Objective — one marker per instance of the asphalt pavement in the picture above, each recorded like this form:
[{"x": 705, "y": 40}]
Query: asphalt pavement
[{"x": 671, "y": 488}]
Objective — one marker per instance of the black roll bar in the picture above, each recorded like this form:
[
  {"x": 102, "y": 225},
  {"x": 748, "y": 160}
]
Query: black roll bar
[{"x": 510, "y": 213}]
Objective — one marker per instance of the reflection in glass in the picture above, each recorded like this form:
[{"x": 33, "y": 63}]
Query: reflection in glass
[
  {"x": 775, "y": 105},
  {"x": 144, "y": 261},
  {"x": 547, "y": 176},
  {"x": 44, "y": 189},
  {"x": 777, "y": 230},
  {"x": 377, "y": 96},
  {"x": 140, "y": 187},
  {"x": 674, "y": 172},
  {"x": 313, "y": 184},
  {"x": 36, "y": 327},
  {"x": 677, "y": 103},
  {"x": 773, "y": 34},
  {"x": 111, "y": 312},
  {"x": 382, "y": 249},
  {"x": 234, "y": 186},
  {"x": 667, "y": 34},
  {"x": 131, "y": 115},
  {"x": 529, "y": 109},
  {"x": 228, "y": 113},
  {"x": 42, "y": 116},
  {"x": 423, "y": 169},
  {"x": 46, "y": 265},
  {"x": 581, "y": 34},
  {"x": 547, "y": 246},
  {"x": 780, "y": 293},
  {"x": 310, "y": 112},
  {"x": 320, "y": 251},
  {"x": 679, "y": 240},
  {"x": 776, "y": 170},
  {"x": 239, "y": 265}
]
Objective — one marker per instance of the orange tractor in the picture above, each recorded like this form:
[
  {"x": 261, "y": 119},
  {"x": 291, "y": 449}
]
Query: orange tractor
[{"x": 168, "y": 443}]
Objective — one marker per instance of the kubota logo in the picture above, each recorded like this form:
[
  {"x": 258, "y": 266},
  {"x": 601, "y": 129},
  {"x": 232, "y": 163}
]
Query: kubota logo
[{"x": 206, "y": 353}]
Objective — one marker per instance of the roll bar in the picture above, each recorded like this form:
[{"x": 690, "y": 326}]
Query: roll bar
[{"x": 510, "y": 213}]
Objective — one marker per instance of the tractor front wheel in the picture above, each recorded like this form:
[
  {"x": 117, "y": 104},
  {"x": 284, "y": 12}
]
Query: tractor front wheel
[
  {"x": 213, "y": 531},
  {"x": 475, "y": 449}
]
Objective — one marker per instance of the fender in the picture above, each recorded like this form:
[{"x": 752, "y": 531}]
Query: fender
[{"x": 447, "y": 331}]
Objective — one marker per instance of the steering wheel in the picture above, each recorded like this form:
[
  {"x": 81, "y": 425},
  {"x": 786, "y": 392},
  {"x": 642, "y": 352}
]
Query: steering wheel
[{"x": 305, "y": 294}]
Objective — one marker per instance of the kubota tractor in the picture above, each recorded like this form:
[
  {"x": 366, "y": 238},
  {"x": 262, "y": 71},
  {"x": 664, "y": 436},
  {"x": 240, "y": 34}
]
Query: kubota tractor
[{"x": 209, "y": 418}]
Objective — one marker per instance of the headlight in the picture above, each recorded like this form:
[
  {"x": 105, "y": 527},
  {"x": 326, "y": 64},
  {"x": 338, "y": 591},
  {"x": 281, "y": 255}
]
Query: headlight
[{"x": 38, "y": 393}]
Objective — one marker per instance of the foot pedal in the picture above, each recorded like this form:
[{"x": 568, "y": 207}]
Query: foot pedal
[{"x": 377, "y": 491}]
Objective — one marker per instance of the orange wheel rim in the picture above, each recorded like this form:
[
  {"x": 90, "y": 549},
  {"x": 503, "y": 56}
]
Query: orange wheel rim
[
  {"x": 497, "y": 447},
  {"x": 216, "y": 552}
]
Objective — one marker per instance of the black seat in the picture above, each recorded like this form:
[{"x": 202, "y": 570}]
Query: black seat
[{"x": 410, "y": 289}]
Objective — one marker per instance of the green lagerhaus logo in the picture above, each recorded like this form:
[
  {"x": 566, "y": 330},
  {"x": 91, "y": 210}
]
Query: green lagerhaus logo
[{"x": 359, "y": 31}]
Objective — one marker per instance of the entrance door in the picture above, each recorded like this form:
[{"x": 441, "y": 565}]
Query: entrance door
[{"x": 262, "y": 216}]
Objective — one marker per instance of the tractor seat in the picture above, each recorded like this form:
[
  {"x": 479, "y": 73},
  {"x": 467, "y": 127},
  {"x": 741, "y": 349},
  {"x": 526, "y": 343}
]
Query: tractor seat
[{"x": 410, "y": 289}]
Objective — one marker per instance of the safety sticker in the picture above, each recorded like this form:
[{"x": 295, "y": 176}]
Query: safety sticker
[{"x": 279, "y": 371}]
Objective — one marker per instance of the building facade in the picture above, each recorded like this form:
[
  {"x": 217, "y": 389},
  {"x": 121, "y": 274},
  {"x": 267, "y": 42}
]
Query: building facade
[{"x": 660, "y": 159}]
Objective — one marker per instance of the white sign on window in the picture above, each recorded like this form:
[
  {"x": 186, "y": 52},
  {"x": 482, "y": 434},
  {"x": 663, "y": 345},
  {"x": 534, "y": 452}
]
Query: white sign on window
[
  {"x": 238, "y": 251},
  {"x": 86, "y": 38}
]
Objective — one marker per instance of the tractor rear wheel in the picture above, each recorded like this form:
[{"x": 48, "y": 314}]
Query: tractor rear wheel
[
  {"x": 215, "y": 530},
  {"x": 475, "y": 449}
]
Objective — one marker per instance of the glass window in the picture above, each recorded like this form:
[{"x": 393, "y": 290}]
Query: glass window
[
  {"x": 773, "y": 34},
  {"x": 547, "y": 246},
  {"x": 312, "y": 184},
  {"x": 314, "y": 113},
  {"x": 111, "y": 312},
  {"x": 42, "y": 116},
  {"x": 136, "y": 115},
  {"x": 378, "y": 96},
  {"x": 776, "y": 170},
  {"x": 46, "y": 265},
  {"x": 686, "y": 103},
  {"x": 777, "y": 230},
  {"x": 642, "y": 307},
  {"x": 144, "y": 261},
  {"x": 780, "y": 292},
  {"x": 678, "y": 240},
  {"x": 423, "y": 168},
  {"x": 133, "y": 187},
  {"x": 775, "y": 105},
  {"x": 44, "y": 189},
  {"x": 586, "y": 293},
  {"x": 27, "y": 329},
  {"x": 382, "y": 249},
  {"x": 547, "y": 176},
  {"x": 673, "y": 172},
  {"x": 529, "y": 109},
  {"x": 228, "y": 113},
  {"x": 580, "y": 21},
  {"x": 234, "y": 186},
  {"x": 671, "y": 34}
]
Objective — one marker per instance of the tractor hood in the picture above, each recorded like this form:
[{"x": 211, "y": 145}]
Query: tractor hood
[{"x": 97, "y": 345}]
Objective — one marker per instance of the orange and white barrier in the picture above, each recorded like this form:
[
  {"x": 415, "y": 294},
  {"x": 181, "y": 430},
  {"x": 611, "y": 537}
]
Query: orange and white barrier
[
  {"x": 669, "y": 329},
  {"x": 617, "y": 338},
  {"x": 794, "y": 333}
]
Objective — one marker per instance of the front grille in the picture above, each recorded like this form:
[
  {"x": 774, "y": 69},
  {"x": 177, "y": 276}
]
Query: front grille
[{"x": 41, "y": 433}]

=====

Print exactly the lines above, starting at the line that contains "Objective — one marker per instance of the tractor hood" and ending with the last line of the records, both included.

Objective — one marker per instance of the tractor hood in the picture above, each recorded like this form:
[{"x": 211, "y": 145}]
Query: tractor hood
[{"x": 97, "y": 345}]
Objective — one marker per instance of the orange and white barrier in the picture above, each recorded like this form:
[
  {"x": 415, "y": 294},
  {"x": 181, "y": 430},
  {"x": 611, "y": 537}
]
Query: orange and white barrier
[
  {"x": 669, "y": 329},
  {"x": 617, "y": 338},
  {"x": 794, "y": 333}
]
Objective — one marker per instance of the front grille in the picture above, each recorded like this form:
[
  {"x": 774, "y": 69},
  {"x": 177, "y": 276}
]
Query: front grille
[{"x": 41, "y": 433}]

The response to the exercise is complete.